▸ Prompt 1:
Answer these questions from the biology excerpt below:
(a) How many deaths does tuberculosis cause each year?
(b) What fraction of all amphibian species is threatened with extinction?
(c) What part of frogs does the fungus Bd infect?
▸ Prompt 2:
Quote the biology excerpt below between "In the nineteenth" and "the global environment.", inclusive.

▸ Source document:
┄┄┄┄┄┄

The arms race between antibiotics and pathogens is not limited to malaria. It characterizes nearly the whole range of diseases caused by viruses, bacteria, protists, and fungi that infect humans. For example, tuberculosis, a lung infection spread by inhalation of the bacterium Mycobacterium tuberculosis, causes 1.8 million deaths annually, mostly in sub-Saharan Africa, where many people are also infected with HIV (Chapter 43). Antibiotic treatment is effective, but many who are infected do not or are unable to comply with the strict regimen of daily treatment for 6 months, hastening the evolution of drug-resistant M. tuberculosis strains. This occurs because an incomplete course of antibiotics does not eradicate all the bacteria, selecting for those bacteria that are least susceptible to the antibiotic. In 2007, about half a million cases of antibiotic-resistant tuberculosis were reported. More troubling, a small percentage of these infections have been characterized as “extremely drug resistant,” meaning that the pathogens resist both standard treatments and alternative antibiotics developed over the past 20 years (Fig. 48.21). In effect, extremely drugresistant tuberculosis is untreatable.

Figure 48.21: Distribution of extremely drugresistant tuberculosis.By 2008, confirmed cases had been reported in nearly 50 countries.

Because bacteria can pass genes horizontally (Chapter 26), antibiotic resistance evolved in one species can jump to another. Thus, the bacterial incubators for drug resistance can arise anywhere and spread rapidly.

Clearly, despite the remarkable gains of the twentieth century, public health will remain a key issue in the decades ahead. Improved sanitation—clean drinking water and safe food—can do much to reduce transmission of Earth’s great diseases, and the search is on for vaccines that can further reduce or even eliminate some historic scourges. But the ongoing evolution of drug resistance will require the continuing efforts of scientists to stay one step ahead of pathogens.

48.4.4 Are amphibians ecology’s “canary in the coal mine”?

In the nineteenth and well into the twentieth century, British, American, and Canadian coal miners sometimes took canaries with them down long mine shafts. Canaries are more sensitive than humans to carbon monoxide and other toxic gases that can accumulate in mines. When the canaries passed out, the miners knew it was time to leave. Because many amphibian species have narrow environmental tolerances and exchange gases through their skin, they can be especially sensitive to environmental disruption. For this reason, some biologists see them as “canaries” for the global environment.

Figure 48.22: Amphibians under threat.The Harlequin Toad (Atelopus varius), from Costa Rica and Panama, has been classified as critically endangered.

If amphibians are indeed our early-warning system, we should be concerned. Fully one-third of all amphibian species are threatened with extinction, and more than 40% have undergone significant population declines over the past decade (Fig. 48.22). What accounts for this pattern? Just about all the environmental issues discussed in this chapter come into play. Amphibian habitat is being destroyed in many parts of the world, especially old-growth forests that provide damp, food-rich environments in abundance. Pesticides and other toxins of human manufacture take their toll as well. For example, the common herbicide atrazine has been shown experimentally to impair development in frogs. Studies on placental cells grown in the laboratory suggest that atrazine in our food may also affect human reproduction. When atrazine was applied to human placental cells, it caused overexpression of genes associated with abnormal fetal development. Because of concerns about public health, atrazine has been banned in several European countries.

Recently, infection has also been implicated in amphibian decline. The fungus Batrachochytrium dendrobatidis, or Bd, infects the skin of frogs and impairs many of the skin’s functions. Recent studies of Bd show the classic features of epidemics—rapid geographic spread and high mortality—along the expanding front of fungal populations. How Bd spreads and whether it acts in concert with other facets of global change remain controversial, but there can be no doubt that disease has joined habitat destruction and pollution as a major cause of amphibian decline.

┄┄┄┄┄┄

▸ Data shown:
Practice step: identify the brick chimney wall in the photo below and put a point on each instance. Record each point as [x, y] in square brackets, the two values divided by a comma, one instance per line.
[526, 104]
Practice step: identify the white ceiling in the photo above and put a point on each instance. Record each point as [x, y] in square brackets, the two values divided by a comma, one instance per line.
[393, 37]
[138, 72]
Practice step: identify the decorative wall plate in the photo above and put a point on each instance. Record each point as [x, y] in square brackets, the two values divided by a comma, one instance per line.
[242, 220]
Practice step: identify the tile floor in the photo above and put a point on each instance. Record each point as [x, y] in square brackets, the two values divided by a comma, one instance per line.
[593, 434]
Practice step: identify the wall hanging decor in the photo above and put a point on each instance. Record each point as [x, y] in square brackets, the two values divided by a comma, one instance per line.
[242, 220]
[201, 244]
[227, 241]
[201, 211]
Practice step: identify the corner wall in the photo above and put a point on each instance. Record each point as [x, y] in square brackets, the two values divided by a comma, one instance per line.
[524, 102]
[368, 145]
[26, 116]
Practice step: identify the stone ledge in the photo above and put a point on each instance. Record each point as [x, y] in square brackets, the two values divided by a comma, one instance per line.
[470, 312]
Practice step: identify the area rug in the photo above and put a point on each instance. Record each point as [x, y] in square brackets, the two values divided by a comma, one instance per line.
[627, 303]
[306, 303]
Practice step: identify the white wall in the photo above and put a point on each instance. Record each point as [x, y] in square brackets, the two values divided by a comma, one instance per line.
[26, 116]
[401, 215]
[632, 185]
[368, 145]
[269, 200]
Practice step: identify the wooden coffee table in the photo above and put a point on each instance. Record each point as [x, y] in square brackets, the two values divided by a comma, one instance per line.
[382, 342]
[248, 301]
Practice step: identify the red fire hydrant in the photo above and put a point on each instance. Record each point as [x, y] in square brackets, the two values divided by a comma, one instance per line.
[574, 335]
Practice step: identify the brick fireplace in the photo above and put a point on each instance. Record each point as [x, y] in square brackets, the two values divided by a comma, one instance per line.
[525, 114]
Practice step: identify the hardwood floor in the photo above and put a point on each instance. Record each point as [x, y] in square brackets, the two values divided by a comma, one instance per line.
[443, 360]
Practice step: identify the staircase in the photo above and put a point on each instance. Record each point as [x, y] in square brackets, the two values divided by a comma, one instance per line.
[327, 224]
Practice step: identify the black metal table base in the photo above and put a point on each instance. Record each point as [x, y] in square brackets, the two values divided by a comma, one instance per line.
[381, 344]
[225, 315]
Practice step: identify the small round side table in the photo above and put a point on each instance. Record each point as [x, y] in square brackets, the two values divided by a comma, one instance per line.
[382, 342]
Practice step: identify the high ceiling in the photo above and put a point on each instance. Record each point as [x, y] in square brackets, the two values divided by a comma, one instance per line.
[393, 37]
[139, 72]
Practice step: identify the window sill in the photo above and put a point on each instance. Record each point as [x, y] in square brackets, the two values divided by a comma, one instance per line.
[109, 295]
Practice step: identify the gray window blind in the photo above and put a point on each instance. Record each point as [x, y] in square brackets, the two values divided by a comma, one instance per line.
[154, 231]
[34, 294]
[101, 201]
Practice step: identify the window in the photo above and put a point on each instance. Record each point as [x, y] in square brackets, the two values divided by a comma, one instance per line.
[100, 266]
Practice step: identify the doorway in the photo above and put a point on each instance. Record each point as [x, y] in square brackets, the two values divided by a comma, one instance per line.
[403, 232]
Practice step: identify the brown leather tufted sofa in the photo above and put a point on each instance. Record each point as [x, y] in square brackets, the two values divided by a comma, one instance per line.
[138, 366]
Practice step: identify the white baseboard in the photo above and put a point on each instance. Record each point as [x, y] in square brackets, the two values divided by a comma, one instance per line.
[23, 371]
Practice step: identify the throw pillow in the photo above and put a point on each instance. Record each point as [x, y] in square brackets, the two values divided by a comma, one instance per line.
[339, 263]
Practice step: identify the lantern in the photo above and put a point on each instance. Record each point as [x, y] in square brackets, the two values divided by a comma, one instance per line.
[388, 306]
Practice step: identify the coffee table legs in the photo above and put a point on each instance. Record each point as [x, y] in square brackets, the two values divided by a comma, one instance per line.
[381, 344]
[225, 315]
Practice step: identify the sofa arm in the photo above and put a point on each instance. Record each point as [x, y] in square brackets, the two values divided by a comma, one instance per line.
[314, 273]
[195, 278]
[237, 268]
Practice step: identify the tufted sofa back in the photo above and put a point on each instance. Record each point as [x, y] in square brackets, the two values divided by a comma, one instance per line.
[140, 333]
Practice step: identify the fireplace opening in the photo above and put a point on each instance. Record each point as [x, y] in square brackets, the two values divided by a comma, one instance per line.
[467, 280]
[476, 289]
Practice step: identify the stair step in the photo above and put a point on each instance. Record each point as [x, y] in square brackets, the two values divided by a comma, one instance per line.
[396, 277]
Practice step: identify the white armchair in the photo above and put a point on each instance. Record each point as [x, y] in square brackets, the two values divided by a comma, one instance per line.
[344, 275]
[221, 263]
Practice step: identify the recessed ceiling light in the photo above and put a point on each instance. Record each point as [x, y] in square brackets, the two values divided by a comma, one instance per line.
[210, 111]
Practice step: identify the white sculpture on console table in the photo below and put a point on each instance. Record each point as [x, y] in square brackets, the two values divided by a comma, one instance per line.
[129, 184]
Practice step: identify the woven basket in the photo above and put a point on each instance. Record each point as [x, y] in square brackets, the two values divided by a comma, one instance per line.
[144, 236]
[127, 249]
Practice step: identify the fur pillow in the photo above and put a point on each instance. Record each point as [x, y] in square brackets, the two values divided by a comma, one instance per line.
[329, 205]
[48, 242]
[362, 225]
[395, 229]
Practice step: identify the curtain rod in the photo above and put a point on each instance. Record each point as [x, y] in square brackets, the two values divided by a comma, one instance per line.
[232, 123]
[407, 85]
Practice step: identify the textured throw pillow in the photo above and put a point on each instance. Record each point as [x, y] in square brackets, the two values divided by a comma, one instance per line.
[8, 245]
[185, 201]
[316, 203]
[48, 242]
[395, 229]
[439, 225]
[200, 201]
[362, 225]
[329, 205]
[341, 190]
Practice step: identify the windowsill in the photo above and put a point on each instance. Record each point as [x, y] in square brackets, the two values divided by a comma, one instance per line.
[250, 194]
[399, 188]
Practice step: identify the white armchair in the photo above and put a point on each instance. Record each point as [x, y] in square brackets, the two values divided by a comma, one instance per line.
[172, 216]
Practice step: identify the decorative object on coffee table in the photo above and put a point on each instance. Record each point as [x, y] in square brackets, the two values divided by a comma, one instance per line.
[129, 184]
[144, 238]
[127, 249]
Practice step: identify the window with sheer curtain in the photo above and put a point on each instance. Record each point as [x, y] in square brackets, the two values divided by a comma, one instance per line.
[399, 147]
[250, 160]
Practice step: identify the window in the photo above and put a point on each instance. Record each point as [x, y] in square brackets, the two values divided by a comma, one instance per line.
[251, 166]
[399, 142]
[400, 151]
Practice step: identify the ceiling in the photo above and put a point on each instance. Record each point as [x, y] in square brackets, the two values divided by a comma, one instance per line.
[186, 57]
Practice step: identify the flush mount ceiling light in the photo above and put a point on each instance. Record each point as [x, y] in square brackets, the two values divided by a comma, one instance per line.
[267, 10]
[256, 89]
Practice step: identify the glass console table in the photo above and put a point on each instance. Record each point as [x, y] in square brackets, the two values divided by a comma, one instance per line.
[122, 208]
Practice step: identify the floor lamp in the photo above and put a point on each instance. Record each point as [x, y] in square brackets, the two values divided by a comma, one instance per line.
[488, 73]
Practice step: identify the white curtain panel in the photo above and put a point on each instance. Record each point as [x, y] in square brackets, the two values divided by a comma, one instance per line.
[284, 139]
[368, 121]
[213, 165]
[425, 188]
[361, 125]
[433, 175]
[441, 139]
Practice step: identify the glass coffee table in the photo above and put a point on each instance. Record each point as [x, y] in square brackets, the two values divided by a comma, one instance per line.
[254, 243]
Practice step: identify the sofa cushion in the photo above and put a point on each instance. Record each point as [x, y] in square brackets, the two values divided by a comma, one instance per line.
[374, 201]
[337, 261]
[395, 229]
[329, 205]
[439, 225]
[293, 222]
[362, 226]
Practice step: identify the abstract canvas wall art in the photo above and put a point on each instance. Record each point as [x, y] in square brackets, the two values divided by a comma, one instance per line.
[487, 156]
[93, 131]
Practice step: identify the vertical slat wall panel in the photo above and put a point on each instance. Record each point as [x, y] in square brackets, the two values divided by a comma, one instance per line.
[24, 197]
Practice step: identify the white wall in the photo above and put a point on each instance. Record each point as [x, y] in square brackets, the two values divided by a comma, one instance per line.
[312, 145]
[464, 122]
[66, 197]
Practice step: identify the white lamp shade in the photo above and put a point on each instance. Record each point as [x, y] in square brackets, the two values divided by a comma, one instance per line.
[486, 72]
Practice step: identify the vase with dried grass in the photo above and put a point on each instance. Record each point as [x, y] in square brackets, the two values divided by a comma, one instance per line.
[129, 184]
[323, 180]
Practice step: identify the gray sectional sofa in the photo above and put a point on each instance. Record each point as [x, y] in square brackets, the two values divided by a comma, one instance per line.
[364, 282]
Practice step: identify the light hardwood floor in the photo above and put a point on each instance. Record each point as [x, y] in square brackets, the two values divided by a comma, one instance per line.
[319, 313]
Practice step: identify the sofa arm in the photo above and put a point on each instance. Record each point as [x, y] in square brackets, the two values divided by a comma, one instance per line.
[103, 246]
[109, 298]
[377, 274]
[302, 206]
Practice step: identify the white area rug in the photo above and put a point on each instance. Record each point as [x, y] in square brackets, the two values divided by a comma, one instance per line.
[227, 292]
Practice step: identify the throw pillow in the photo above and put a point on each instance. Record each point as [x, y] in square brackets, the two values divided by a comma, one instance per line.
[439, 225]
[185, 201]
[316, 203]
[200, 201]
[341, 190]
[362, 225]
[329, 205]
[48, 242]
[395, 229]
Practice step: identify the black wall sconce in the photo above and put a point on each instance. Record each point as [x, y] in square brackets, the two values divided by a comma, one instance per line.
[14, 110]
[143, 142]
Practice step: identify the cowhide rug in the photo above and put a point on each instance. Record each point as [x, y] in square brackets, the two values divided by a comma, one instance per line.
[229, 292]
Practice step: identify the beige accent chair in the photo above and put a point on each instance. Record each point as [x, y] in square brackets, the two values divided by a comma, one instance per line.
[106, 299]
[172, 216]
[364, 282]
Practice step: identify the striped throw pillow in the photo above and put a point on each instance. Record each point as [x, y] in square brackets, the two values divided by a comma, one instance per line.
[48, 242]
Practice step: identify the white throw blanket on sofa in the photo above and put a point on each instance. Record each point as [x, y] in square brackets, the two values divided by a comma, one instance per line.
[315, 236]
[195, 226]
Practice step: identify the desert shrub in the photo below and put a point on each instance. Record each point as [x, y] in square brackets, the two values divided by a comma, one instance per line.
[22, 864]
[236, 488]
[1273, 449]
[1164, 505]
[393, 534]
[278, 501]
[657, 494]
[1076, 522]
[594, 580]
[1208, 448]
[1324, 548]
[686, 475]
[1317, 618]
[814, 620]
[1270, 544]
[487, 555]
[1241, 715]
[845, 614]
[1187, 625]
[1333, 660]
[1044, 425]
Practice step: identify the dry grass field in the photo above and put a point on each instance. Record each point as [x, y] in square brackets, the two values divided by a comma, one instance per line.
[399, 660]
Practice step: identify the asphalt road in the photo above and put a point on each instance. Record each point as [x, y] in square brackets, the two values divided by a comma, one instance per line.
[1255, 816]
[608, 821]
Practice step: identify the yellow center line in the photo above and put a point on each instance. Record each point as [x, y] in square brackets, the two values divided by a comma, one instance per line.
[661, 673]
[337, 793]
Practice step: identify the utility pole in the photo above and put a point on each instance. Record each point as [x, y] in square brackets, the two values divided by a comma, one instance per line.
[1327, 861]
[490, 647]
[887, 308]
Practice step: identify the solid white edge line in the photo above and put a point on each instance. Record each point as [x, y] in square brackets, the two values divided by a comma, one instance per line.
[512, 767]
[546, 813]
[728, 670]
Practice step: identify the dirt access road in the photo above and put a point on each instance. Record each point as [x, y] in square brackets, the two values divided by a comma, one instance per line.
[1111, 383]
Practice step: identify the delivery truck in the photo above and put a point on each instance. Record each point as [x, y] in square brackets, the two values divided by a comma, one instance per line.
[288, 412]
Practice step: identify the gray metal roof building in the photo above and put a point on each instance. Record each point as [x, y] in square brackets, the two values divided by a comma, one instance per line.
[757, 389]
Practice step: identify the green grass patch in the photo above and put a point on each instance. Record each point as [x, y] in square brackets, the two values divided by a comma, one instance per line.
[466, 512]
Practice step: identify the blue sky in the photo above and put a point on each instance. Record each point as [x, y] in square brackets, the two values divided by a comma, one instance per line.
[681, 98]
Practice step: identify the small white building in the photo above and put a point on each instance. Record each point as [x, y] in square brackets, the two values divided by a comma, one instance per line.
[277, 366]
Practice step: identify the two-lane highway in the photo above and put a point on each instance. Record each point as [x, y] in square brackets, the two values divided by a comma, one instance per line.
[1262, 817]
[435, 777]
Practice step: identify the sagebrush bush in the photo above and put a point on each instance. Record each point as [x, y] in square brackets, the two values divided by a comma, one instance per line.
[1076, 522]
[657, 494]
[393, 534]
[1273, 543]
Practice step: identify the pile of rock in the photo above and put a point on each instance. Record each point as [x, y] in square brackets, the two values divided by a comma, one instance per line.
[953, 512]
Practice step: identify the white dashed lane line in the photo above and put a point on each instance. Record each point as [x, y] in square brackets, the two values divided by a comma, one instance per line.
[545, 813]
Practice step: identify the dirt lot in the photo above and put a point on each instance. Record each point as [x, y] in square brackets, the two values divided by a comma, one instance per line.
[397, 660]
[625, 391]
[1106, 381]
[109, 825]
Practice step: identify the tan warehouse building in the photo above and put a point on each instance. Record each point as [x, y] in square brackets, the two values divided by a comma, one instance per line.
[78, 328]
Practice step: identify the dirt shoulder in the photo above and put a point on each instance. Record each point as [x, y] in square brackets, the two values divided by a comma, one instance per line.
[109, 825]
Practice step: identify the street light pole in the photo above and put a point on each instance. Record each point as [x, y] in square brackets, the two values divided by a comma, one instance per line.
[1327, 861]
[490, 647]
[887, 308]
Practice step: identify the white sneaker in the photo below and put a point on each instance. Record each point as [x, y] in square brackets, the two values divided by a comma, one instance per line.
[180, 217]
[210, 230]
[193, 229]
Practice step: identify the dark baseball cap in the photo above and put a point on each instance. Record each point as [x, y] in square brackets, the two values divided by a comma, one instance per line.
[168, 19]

┄┄┄┄┄┄

▸ Exercise solution 1:
(a) 1.8 million
(b) One-third
(c) The skin

▸ Exercise solution 2:
In the nineteenth and well into the twentieth century, British, American, and Canadian coal miners sometimes took canaries with them down long mine shafts. Canaries are more sensitive than humans to carbon monoxide and other toxic gases that can accumulate in mines. When the canaries passed out, the miners knew it was time to leave. Because many amphibian species have narrow environmental tolerances and exchange gases through their skin, they can be especially sensitive to environmental disruption. For this reason, some biologists see them as “canaries” for the global environment.